* Exercise tasks:
(a) List each action that the blog post names as something that could be done to the wealthy.
(b) In the blog post, what set off the series of Wisconsin recall elections?

* Provided text:
Friday, August 19, 2011

Friday Hope Blogging


The best news I've heard this week is that most poor Americans have refrigerators. This means that if they can afford to buy food, they can keep it from spoiling, provided they're able to pay their electric bill. Compare this to the situation in Socialist Europe, where even the "wealthy" are obliged to drink warm beer, and you'll see that American exceptionalism is no joke.

Given that America's poor people underachievers enjoy advantages that would be well-nigh unimaginable to most 18th-century Baltic peasants, it's only fair to ask them to pull their ever-increasing weight. This site has also pointed out, more than once, that the tears of the poor could be a valuable source of microhydropower, to say nothing of water for processing tar sands. Not only does this make good economic sense, but it's also Biblically sound. For as Matthew 25:29 says, "unto every one that hath shall be given, and he shall have abundance: but from him that hath not, even that which he hath shall be taken away."

Besides, it's not like we have a choice. The only alternative would be to tax the wealthy a little more. Or failing that, to haul these insufferably arrogant economic vampires before a People's Tribunal, seize all their assets and maroon them on Howland Island.

In other news, Democrats did pretty well in the Wisconsin recall elections:

Two Wisconsin Democratic state senators beat back Republican challengers on Tuesday in the last of a series of recall elections triggered by a fight over collective bargaining rights for public sector workers.

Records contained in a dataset
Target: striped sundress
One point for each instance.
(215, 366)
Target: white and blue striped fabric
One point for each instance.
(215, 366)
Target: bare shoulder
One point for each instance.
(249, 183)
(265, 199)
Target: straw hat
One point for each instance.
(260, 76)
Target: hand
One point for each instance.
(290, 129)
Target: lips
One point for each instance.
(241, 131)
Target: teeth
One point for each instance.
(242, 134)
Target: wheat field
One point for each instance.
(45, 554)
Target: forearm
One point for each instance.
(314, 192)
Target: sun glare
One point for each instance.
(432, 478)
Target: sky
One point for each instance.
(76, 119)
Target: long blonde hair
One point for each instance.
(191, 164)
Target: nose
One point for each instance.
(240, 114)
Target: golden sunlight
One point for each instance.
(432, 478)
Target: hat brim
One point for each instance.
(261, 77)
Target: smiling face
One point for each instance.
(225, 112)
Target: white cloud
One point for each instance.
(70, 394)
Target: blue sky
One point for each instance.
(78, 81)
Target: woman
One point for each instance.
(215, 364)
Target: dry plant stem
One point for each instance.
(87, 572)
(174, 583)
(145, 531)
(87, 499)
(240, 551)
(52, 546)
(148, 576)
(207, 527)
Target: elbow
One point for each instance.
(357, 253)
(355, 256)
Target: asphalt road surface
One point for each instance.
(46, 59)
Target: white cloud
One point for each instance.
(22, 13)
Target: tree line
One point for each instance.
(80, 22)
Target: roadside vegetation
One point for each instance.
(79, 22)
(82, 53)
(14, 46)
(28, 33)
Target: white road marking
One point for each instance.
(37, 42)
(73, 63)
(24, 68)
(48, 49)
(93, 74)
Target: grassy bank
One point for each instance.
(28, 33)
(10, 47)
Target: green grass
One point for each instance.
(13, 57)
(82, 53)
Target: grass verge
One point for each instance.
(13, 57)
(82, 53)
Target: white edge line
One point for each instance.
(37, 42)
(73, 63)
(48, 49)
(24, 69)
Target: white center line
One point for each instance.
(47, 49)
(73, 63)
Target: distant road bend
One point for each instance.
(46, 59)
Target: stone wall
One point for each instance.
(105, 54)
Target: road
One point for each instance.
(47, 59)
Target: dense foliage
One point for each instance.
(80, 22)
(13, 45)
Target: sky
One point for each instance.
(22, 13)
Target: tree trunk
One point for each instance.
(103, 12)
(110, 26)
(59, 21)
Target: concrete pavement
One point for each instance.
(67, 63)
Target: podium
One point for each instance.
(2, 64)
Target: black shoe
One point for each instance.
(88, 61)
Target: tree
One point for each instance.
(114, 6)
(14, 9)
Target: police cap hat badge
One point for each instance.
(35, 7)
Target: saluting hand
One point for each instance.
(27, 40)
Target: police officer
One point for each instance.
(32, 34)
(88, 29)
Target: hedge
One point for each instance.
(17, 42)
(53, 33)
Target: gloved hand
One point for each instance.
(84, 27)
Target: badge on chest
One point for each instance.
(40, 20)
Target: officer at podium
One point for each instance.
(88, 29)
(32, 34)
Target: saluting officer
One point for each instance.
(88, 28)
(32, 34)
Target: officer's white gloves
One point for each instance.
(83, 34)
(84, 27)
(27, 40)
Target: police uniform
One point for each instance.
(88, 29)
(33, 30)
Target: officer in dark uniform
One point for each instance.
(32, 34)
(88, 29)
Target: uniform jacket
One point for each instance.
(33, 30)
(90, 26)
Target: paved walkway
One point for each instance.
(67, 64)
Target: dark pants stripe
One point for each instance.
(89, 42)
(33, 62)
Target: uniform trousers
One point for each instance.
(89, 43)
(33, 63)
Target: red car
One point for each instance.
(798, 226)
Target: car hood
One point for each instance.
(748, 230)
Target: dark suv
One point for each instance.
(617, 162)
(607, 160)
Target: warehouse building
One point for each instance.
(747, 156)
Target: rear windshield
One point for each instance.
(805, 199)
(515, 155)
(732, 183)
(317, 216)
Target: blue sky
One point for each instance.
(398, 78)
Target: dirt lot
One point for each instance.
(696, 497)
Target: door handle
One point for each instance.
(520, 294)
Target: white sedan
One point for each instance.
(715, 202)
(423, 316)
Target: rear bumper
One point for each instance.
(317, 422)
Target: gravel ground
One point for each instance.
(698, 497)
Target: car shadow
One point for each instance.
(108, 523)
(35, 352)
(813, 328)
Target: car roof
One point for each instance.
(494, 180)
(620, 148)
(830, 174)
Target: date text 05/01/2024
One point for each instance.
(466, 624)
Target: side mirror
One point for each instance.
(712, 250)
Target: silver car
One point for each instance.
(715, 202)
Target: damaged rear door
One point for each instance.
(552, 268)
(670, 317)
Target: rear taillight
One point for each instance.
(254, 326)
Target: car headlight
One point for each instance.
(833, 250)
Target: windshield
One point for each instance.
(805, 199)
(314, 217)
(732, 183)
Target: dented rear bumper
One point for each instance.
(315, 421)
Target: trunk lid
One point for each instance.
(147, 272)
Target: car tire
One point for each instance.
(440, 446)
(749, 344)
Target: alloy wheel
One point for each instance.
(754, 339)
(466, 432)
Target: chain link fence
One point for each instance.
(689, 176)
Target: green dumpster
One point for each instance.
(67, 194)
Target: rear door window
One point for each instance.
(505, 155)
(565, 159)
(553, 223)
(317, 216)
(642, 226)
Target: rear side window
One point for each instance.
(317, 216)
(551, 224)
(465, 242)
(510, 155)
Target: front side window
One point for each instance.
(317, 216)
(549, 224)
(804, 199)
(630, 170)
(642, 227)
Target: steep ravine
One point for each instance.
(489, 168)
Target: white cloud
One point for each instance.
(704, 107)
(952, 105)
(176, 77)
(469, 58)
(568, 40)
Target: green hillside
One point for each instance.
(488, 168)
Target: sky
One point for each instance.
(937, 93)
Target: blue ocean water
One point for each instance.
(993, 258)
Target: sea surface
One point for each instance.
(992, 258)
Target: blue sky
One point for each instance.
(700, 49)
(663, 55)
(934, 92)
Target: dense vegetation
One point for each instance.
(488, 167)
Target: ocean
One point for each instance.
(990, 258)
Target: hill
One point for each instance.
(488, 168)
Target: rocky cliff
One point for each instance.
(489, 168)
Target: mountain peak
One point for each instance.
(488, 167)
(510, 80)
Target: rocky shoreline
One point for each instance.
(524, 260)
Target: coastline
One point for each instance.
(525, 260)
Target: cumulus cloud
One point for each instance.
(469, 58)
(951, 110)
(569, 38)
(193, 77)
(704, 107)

* Answers below:
(a) Tax them a little more; haul them before a People's Tribunal; seize all their assets; maroon them on Howland Island.

(b) A fight over collective bargaining rights for public sector workers.